GIVEN EXERCISE:
Turn the records below into a Markdown table with two columns, Row and Line. Put each line in its own row with its number, skip blank lines, and leave out the pictures.
— start DATA PROVIDED —
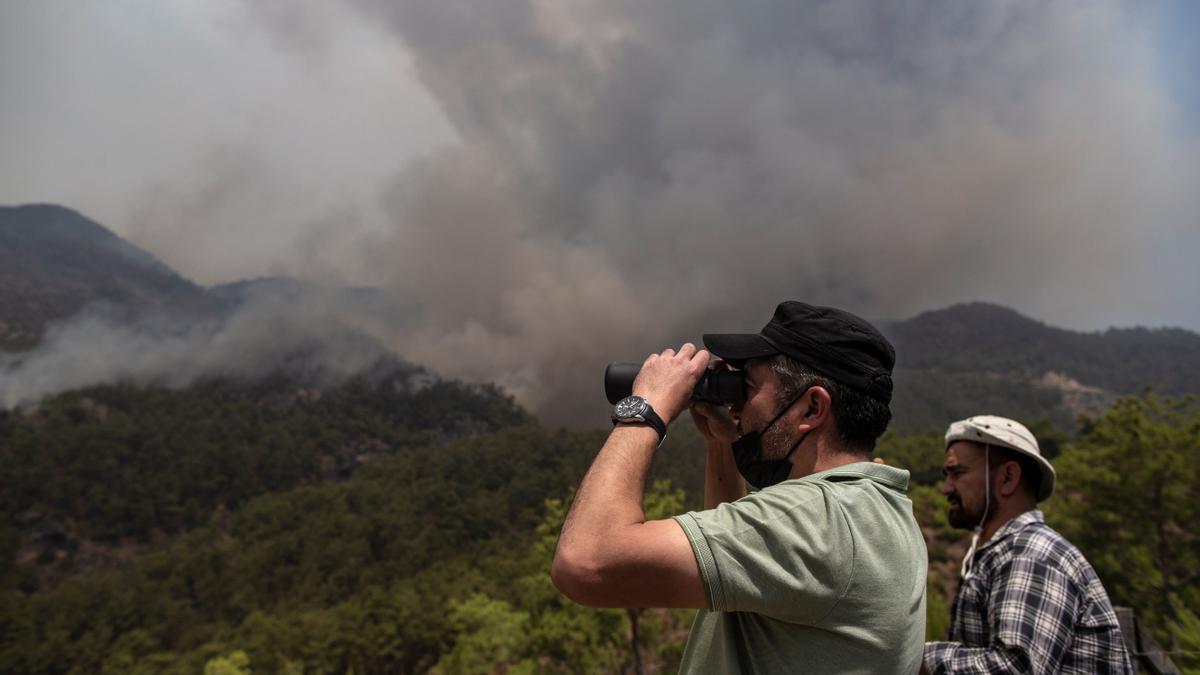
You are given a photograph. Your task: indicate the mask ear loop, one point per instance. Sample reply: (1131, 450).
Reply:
(969, 560)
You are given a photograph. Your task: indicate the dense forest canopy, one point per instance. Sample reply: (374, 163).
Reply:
(383, 529)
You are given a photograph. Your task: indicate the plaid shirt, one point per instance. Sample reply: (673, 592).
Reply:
(1032, 603)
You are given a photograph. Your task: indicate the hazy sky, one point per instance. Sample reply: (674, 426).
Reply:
(557, 183)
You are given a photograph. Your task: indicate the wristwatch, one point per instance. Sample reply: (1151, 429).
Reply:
(634, 410)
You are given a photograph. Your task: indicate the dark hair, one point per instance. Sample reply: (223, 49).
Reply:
(1031, 473)
(858, 418)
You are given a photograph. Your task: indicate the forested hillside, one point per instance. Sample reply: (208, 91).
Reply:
(91, 477)
(979, 357)
(436, 557)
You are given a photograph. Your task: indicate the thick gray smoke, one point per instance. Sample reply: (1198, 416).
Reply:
(264, 335)
(635, 173)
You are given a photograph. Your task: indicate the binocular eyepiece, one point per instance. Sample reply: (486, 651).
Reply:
(720, 387)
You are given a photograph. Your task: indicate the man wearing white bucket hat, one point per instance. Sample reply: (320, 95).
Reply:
(1029, 601)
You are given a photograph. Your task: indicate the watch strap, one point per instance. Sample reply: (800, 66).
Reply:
(647, 417)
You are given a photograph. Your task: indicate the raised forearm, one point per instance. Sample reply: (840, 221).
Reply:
(610, 497)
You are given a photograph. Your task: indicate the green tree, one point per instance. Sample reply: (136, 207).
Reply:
(1127, 497)
(237, 663)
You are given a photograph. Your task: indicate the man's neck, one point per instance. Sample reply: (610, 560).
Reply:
(1000, 518)
(822, 457)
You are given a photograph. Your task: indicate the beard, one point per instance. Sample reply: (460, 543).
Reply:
(964, 518)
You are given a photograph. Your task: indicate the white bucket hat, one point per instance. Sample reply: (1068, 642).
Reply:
(1005, 432)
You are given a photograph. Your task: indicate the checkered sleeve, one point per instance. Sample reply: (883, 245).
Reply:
(1032, 611)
— end DATA PROVIDED —
RESPONSE TO THIS EXERCISE:
| Row | Line |
|---|---|
| 1 | You are given a photograph. Your task: indicate the mask ear loop, one point per instance. Sample reply: (1131, 450). |
| 2 | Reply: |
| 3 | (969, 560) |
| 4 | You are given a photograph. Your task: indicate the dense forest canopy, one point per instance. Sample reply: (374, 163). |
| 5 | Reply: |
| 6 | (383, 529) |
| 7 | You are given a photograph. Your task: indicate the plaid shirt, one point per instance. Sample reply: (673, 592). |
| 8 | Reply: |
| 9 | (1032, 603) |
| 10 | You are given a photograph. Your task: indicate the hazy sky, one point per instance. Sample reply: (674, 426). |
| 11 | Reply: |
| 12 | (557, 183) |
| 13 | You are given a photograph. Your task: indicate the wristwatch, one point per instance. Sample reply: (1151, 429). |
| 14 | Reply: |
| 15 | (634, 410) |
| 16 | You are given a photograph. Your task: indicate the dark hair, one point per instance. Sample reply: (223, 49). |
| 17 | Reply: |
| 18 | (1031, 473) |
| 19 | (858, 418) |
| 20 | You are given a photograph. Your task: indicate the forested hillside, one point per instance. Sample reply: (208, 91). |
| 21 | Reply: |
| 22 | (91, 477) |
| 23 | (979, 357) |
| 24 | (436, 557) |
| 25 | You are given a photograph. Your task: indicate the thick gray smoke, one point per instance. Sample reply: (1198, 416). |
| 26 | Reply: |
| 27 | (264, 335) |
| 28 | (635, 173) |
| 29 | You are given a photograph. Your task: indicate the binocular eyepiece, one point per instance. Sample reply: (486, 651). |
| 30 | Reply: |
| 31 | (720, 387) |
| 32 | You are given a photograph. Your task: indicate the man wearing white bucket hat, one point per instance. Sample reply: (320, 95). |
| 33 | Reply: |
| 34 | (1029, 601) |
| 35 | You are given a photograph. Your task: indicate the watch strap, one point per instance. Sample reply: (800, 66). |
| 36 | Reply: |
| 37 | (647, 417) |
| 38 | You are given a photograph. Your task: indicate the raised forearm, one point per instance. Sample reply: (840, 221). |
| 39 | Reply: |
| 40 | (610, 497) |
| 41 | You are given a photograph. Your task: indicate the green tree, one point per instance. Sample reply: (136, 207). |
| 42 | Reply: |
| 43 | (1127, 497) |
| 44 | (237, 663) |
| 45 | You are given a photograph. Your task: indicate the man's neck, one point per instance. Sample reply: (610, 560). |
| 46 | Reply: |
| 47 | (1000, 518) |
| 48 | (822, 457) |
| 49 | You are given a photograph. Your task: indicate the beard, one point per instance. Sample reply: (460, 543). |
| 50 | Reply: |
| 51 | (964, 518) |
| 52 | You are given a photograph. Your task: indicate the white bucket hat, one point per instance. Sample reply: (1068, 642). |
| 53 | Reply: |
| 54 | (1005, 432) |
| 55 | You are given a photograph. Your task: indicate the checkered sleeve, one point per instance. Sample reply: (883, 245). |
| 56 | Reply: |
| 57 | (1032, 611) |